### Task goal
Reproduce every item below word for word, omitting the pictures from your copy.

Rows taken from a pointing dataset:
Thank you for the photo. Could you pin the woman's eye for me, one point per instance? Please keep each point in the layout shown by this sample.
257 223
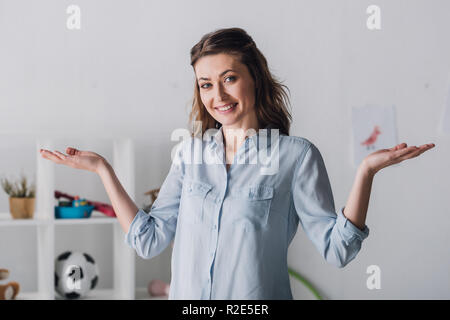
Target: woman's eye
203 86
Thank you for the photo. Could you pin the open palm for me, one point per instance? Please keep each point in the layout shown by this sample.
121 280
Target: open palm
84 160
386 157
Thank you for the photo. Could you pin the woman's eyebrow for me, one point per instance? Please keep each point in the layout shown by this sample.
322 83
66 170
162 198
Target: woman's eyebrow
202 78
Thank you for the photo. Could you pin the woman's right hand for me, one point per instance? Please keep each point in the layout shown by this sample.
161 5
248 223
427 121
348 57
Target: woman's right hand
84 160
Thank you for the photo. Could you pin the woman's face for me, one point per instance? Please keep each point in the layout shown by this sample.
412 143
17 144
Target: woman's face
227 90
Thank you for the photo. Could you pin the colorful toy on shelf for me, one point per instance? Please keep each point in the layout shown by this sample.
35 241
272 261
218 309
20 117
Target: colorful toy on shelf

### Answer to this exercise
Thank you for the photo. Could you pin the woman's eye for me, one point per instance? Please keep each point in the layout shown by this sample.
257 223
Target: woman's eye
203 86
Thank you for the photo. Could you pin the open palm for me, one point per instance? Please keep each point in the layout shown by this sample.
121 280
Target: open palm
84 160
386 157
Thank you for the photo. Could you pin the woman's eyebrow for me, one point per instance? Please keep each point in the layout shown by this sample.
322 83
66 170
162 198
Target: woman's eyebrow
202 78
Thank you for the photo. Could you pin the woman's right hand for me, one point per instance? Please keep each point in the layout shown by this sample.
161 5
248 223
427 121
348 57
Target: woman's right hand
84 160
Thank you for the photo. Could you pin the woman's face for me, one point per instance? Please keep each point in the layout shown by this sample.
412 143
17 144
Target: woman's face
227 90
Thank you for the photo. Could you pin the colorful toy on shelf for me, one point per instance? Please keep each point in the layout shown by this sample.
35 241
272 261
218 309
20 117
Target: colorful toy on shelf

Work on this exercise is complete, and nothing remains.